(Excerpt)
[Start of Attachment]
Mercury


Mercury is a metal with chemical similarities to zinc and cadmium. The metal is liquid at room temperature, with a freezing point at –31°C, and it is one of the most volatile metals. It occurs as the element Hg0 and as the mercuric ion Hg++, which has a great affinity for reduced sulfur (sulfide, S=).

Most mercury ore deposits consist of the very insoluble mineral cinnabar (HgS), with little droplets of elemental Hg. Mercury also occurs as impurities in many other ore minerals, creating mercury contamination when these minerals are mined or processed. Most common rocks have very low Hg contents, about ten to one hundred parts per billion (ppb) Hg .

Elemental mercury is barely soluble in pure water, with only twenty-five ppb Hg dissolving at room temperature, but it is more soluble at higher temperatures. The mercuric ion is very soluble in most ambient waters, but very insoluble in the presence of sulfide. Natural enrichments of mercury occur in and around ore deposits and in geothermal hot spring areas and volcanoes.

Bacteria in coastal waters convert inorganic Hg ions back into the elemental state, which then evaporate from the water back into the atmosphere. The physical transport of mercury from ore regions and the vapor transport from geothermal areas and the oceans provide the natural background contamination of mercury.
[End of Attachment]
(The problem) According to the mercury text, where do natural enrichments of mercury occur? List every location it names. The data entries are not needed for any of the work here.

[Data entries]
[Start of Attachment]
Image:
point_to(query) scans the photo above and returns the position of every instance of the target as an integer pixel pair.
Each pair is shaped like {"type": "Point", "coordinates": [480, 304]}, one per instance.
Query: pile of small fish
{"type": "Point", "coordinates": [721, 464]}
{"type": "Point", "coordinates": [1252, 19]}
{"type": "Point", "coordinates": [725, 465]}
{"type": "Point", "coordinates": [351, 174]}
[End of Attachment]
(Task result)
- In and around ore deposits
- Geothermal hot spring areas
- Volcanoes